(WRITTEN EXERCISE) Count the lines in the material below that contain the string "hand". Reply with the number only.
══════════════════════════════
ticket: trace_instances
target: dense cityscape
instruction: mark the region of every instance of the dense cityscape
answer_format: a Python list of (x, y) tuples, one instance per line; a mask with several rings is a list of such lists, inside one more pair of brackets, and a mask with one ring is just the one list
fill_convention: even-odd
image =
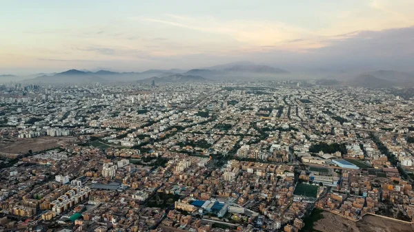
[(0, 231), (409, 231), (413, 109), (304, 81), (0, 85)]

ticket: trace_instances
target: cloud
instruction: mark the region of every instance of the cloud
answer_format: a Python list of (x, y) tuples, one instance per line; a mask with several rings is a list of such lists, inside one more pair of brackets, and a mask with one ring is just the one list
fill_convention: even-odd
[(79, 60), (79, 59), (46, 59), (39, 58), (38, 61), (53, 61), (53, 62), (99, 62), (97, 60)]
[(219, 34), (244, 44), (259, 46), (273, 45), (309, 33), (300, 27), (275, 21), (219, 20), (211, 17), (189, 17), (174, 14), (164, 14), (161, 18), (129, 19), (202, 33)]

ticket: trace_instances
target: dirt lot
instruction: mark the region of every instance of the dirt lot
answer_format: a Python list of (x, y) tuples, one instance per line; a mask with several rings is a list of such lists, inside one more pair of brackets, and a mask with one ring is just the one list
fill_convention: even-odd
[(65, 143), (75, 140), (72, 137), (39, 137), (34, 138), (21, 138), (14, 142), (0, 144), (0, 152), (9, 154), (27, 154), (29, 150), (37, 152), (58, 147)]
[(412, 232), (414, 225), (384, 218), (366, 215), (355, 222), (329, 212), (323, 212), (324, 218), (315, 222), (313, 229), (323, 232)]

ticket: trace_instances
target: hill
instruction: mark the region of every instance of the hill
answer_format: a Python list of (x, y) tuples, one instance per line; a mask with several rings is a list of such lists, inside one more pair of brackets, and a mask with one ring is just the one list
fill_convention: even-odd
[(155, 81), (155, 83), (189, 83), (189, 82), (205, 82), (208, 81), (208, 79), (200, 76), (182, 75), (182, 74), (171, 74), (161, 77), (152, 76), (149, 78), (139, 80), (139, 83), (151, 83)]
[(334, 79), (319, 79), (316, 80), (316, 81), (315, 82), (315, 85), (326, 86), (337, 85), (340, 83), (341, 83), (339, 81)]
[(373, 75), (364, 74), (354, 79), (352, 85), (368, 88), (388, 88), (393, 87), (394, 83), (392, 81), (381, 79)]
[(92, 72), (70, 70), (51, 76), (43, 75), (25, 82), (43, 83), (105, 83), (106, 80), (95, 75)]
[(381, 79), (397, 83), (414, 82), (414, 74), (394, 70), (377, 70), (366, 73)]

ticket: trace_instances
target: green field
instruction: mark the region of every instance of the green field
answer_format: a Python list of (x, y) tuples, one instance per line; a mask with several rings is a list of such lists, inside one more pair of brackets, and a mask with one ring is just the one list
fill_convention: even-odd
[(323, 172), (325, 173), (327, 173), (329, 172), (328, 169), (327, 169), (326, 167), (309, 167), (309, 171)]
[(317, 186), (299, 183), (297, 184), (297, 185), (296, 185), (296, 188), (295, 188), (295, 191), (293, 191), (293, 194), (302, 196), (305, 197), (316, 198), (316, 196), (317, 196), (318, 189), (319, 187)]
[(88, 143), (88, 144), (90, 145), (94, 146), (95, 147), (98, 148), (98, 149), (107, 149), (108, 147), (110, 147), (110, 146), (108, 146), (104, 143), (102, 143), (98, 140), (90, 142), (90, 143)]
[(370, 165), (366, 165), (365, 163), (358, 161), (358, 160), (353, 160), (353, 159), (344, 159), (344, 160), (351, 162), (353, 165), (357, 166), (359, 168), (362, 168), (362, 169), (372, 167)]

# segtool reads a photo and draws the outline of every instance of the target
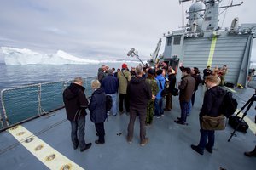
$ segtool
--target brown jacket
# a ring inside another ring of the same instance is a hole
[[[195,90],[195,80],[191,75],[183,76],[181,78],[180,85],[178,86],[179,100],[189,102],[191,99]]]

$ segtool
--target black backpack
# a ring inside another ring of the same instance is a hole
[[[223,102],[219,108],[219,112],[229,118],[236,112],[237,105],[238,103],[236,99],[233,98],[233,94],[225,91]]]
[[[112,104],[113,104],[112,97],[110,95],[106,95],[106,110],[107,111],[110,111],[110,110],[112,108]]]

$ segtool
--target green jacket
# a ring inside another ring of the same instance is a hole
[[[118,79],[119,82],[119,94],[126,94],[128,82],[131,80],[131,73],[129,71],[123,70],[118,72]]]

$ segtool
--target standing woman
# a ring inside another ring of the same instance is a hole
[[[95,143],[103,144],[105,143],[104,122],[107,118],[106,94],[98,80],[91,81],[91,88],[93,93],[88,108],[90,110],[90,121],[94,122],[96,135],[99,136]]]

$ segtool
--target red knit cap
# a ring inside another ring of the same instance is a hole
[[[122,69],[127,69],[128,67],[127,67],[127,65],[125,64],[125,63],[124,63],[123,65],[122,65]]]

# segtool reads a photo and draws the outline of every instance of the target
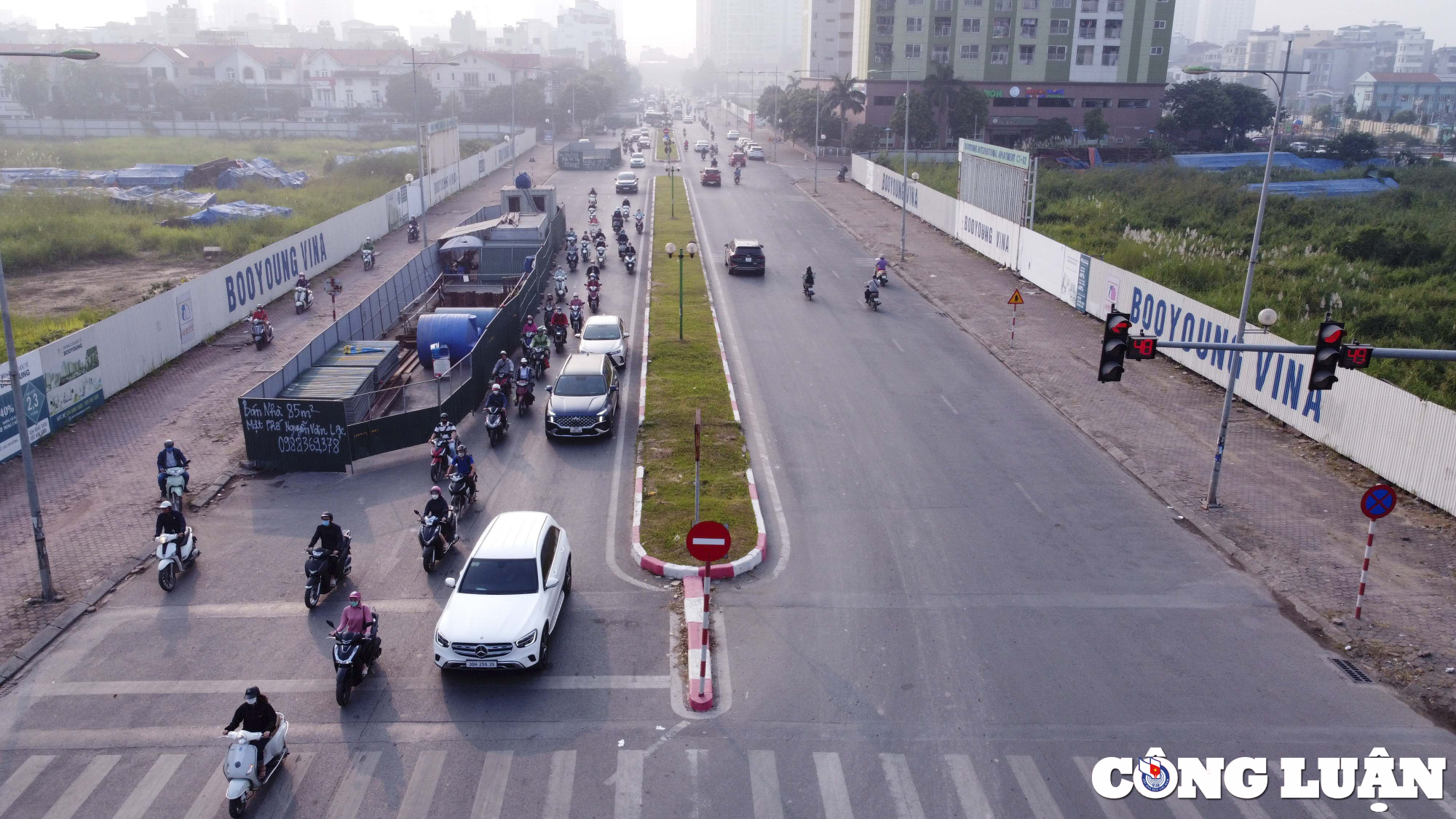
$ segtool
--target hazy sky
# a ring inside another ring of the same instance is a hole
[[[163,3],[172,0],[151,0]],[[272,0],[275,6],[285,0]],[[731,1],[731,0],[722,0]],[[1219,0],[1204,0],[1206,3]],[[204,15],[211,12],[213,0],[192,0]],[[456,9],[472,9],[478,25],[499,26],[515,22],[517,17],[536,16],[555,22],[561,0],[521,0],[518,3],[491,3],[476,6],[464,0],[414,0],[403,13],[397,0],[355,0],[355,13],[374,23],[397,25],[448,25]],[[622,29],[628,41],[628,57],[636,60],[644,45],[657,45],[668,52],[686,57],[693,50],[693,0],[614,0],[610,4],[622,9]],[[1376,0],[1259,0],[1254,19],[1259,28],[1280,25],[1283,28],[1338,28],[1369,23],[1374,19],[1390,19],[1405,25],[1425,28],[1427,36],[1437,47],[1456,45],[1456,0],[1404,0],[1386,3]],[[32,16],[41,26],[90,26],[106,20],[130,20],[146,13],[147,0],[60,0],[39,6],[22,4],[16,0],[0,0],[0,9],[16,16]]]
══════════════════════════════
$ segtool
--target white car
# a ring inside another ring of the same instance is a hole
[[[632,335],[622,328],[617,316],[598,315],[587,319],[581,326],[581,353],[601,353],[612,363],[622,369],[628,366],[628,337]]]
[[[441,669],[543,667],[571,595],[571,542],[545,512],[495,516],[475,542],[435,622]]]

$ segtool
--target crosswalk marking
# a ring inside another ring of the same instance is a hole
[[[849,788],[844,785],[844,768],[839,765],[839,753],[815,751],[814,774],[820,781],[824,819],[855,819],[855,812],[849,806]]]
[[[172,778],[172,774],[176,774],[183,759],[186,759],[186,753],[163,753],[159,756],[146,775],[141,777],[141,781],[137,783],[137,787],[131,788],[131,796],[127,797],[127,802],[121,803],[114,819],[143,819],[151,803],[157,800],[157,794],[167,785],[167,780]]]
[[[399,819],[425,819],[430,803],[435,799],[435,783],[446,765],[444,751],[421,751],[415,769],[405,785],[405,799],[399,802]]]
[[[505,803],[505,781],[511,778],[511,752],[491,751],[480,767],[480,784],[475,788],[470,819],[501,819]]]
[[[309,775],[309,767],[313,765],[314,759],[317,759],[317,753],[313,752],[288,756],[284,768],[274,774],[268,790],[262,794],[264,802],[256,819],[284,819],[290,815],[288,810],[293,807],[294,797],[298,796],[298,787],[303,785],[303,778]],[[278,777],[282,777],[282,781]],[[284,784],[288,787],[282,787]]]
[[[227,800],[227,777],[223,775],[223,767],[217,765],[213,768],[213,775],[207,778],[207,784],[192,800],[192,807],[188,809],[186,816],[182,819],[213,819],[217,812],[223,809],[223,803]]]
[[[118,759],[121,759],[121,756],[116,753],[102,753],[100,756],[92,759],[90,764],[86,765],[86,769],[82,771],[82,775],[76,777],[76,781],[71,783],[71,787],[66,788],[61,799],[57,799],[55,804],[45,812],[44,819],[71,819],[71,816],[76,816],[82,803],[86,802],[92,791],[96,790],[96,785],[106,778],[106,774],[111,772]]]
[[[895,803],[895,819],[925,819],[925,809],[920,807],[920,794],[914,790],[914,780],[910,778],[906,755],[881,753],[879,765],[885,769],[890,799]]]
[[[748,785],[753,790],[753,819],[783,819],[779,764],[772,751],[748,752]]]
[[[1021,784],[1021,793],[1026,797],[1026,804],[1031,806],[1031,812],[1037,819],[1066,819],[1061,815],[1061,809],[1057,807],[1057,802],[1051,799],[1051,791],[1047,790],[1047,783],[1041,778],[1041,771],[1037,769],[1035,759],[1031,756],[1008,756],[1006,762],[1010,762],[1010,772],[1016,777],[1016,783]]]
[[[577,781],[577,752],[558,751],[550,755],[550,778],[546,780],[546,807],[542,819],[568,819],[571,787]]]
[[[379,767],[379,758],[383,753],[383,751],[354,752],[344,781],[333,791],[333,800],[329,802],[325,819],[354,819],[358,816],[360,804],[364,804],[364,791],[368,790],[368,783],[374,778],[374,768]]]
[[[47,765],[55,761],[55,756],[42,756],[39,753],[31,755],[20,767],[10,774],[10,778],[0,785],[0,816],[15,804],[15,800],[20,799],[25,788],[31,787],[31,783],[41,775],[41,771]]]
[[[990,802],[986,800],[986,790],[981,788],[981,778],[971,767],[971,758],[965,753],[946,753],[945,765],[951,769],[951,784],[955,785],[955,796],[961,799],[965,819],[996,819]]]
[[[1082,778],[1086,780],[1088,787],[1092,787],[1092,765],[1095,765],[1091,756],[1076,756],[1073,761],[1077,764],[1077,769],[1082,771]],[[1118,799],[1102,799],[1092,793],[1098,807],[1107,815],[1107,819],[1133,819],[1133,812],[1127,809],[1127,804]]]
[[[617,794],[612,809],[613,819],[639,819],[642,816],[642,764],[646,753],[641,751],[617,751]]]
══════════════════════════════
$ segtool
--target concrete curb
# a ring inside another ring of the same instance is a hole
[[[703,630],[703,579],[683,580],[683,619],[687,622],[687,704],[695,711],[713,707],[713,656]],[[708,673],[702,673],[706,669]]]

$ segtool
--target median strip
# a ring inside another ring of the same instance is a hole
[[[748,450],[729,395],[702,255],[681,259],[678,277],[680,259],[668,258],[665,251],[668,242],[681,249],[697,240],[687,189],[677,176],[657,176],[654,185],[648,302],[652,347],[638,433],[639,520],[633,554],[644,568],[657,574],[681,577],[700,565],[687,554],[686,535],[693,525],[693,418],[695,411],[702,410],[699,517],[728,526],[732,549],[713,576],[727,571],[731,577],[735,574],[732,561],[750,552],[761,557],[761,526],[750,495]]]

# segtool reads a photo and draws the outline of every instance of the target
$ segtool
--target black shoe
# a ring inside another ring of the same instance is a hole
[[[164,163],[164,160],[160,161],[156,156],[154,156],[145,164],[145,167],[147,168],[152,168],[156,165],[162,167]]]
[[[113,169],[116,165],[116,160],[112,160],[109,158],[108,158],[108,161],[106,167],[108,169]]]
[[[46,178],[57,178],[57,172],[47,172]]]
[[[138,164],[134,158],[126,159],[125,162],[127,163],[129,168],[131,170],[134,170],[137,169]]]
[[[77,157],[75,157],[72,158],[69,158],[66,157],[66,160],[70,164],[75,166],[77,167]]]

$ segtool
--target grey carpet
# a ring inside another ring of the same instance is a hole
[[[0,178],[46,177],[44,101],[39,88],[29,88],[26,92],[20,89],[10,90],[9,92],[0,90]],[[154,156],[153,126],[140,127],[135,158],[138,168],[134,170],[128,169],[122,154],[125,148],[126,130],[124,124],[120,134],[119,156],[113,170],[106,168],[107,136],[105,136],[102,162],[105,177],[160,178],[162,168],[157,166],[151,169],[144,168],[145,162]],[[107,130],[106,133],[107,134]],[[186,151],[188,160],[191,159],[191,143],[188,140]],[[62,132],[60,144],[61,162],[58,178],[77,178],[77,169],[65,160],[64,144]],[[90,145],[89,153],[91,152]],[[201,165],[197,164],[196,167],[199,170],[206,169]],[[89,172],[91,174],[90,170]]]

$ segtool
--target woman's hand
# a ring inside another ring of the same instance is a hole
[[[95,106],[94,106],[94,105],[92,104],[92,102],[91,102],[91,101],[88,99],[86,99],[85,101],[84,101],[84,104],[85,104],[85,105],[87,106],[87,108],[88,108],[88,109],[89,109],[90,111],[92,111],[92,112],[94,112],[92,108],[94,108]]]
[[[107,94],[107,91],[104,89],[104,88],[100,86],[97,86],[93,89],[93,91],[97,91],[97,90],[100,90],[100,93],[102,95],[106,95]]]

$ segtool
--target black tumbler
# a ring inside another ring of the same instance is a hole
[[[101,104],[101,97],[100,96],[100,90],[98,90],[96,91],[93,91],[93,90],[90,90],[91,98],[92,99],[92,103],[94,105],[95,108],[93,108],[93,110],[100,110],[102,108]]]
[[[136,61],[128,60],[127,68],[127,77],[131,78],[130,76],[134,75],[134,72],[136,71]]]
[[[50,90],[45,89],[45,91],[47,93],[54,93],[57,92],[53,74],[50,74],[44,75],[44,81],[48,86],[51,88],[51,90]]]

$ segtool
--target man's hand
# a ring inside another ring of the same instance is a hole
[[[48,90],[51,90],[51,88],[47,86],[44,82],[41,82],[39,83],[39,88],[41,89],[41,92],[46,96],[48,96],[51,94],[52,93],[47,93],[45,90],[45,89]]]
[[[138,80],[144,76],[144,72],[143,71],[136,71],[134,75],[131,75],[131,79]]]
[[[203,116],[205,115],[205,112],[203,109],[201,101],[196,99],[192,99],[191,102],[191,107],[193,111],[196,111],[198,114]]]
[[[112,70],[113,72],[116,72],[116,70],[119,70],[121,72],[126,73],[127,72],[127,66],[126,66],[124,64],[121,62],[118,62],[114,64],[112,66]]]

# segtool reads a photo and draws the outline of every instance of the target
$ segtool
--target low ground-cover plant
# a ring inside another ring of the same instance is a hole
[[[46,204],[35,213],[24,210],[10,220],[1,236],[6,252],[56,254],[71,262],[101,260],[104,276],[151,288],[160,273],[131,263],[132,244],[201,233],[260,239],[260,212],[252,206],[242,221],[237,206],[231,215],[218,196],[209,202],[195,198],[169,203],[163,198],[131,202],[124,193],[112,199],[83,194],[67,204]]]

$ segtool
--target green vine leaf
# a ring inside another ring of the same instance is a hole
══════════════════════════════
(TASK RESULT) 2